TASK LIST:
a) Answer these questions using the text below on high-density foam orthoses:
(i) What material is glued over the back of the orthosis for finishing?
(ii) In which cases does the text say a thermoplastic orthosis is mainly used?
(iii) How often has the high-density foam orthosis been used in the service since the hospice intervention?
b) The text below on high-density foam orthoses reports positive results observed in end-of-life patients at the hospice. List every one of those results in the wording the text uses.
c) Copy word for word the stretch of the text below on high-density foam orthoses from "Figure 11 High-density" through "service ever since.".

Figure 7 and 8 High-density foam orthosis: step 01. (Photo by author).

Figure 9 High-density foam orthosis: step 02. (Photo by author).

Figure 10 High-density foam orthosis: step 03. (Photo by author).

For finishing, the orthosis back is covered with EVA glued in the same way (Figure 11). The board velcro is attached to the side of the orthosis in its appropriate place (Figure 12). As mentioned before, attention should be paid to days in hot weather to avoid skin damage. At some cases, thermoplastic orthosis can be used, mainly in bone metastases or other kind of bone fracture. But, even in these cases, the foam can cover all equipment for maximum comfort (Figure 13). High-density foam is cheaper than specific orthoses foam, which are not accessible in Brazil.

Figure 11 High-density foam orthosis: step 04. (Photo by author).

Figure 12 High-density foam orthosis: step 05. (Photo by author).

Figure 13 High-density foam orthosis: step 06. (Photo by author).

With this intervention at the hospice, it was possible to observe several positive results in patients at the end-of-life care: adherence to the use of the orthosis, minimal discomfort reported or observed (even in cases with hypersensitivity), muscular relaxation and tonus regulation, pain control, reduction of hand/arm edema and even some cases of small range of motion gain. The high-density foam orthosis has been routinely used in the service ever since.

Orthosis and palliative care: discussion and some contributions

OT intervention at the end-of-life is very important, with numerous intervention strategies and the indication of orthoses in one of them. There are just a few studies that mention orthosis at palliative rehabilitation, but clinical experience shows that it is possible to use it with good results for the patients.

The high-density foam orthosis, following detailed criteria, can be used to promote comfort measures at end-of-life. They are prescribed, made and/or adapted by the OT for each patient, through continuous evaluation and follow-up.

High-density foam positioning orthoses have proven to be an efficient approach to prevent problems and promote comfort measures for people with advanced disease and no prognosis for functional recovery. High-density foam is also a low-cost material, allowing wide access to this device in the context of development countries such as Brazil.

It is essential to consider that occupational therapists need to make specific clinical reasoning for terminally ill patients, considering both references of rehabilitation/assistive technology and palliative intervention. This is a challenged faced by all rehabilitation professional that work in palliative care field: motor and cognitive function recovery is one of the treatment aims. Comfort, problems prevention, skin integrity and symptom management are also possible in the palliative care intervention.

(Image-backed grounding data)
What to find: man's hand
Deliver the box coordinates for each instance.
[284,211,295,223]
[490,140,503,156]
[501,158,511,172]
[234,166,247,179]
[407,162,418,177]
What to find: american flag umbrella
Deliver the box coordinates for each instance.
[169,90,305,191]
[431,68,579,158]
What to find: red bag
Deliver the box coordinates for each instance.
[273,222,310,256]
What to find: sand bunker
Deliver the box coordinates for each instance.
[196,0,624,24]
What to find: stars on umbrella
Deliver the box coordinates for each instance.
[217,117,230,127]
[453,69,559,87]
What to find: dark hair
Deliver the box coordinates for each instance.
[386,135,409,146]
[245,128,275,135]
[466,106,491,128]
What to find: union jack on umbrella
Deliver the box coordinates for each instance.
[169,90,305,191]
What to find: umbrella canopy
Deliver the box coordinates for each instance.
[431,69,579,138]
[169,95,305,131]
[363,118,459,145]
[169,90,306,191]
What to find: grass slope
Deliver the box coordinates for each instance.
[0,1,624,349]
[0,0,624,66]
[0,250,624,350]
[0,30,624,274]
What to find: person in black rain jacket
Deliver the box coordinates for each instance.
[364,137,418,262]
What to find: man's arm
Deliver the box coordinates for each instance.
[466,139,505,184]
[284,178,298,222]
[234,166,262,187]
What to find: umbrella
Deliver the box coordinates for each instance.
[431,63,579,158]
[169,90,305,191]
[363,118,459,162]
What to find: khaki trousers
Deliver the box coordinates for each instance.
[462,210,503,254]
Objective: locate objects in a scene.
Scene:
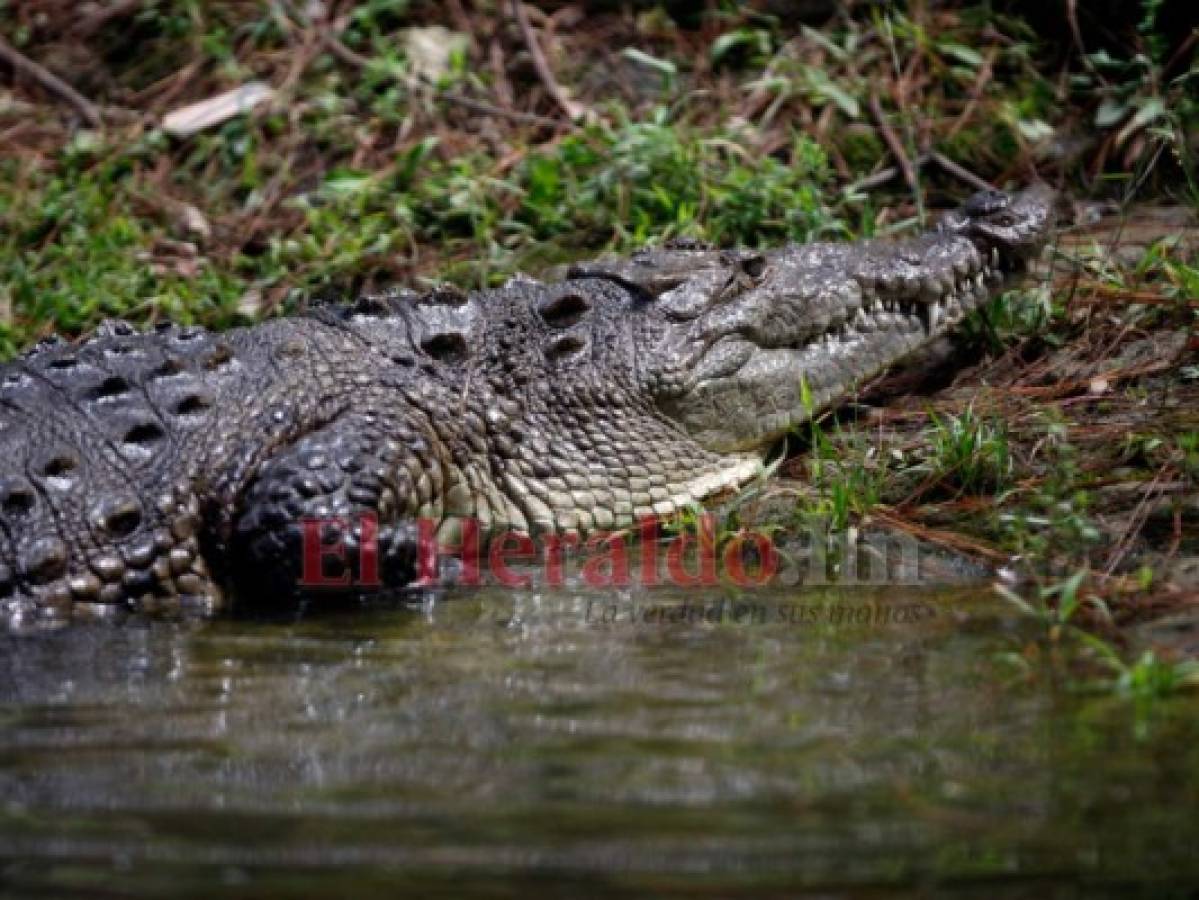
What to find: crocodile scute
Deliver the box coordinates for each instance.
[0,186,1055,627]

ANSWER SECTION:
a)
(i) EVA.
(ii) Mainly in bone metastases or other kinds of bone fracture.
(iii) Routinely.

b)
- Adherence to the use of the orthosis
- Minimal discomfort reported or observed (even in cases with hypersensitivity)
- Muscular relaxation and tonus regulation
- Pain control
- Reduction of hand/arm edema
- Some cases of small range of motion gain

c)
Figure 11 High-density foam orthosis: step 04. (Photo by author).

Figure 12 High-density foam orthosis: step 05. (Photo by author).

Figure 13 High-density foam orthosis: step 06. (Photo by author).

With this intervention at the hospice, it was possible to observe several positive results in patients at the end-of-life care: adherence to the use of the orthosis, minimal discomfort reported or observed (even in cases with hypersensitivity), muscular relaxation and tonus regulation, pain control, reduction of hand/arm edema and even some cases of small range of motion gain. The high-density foam orthosis has been routinely used in the service ever since.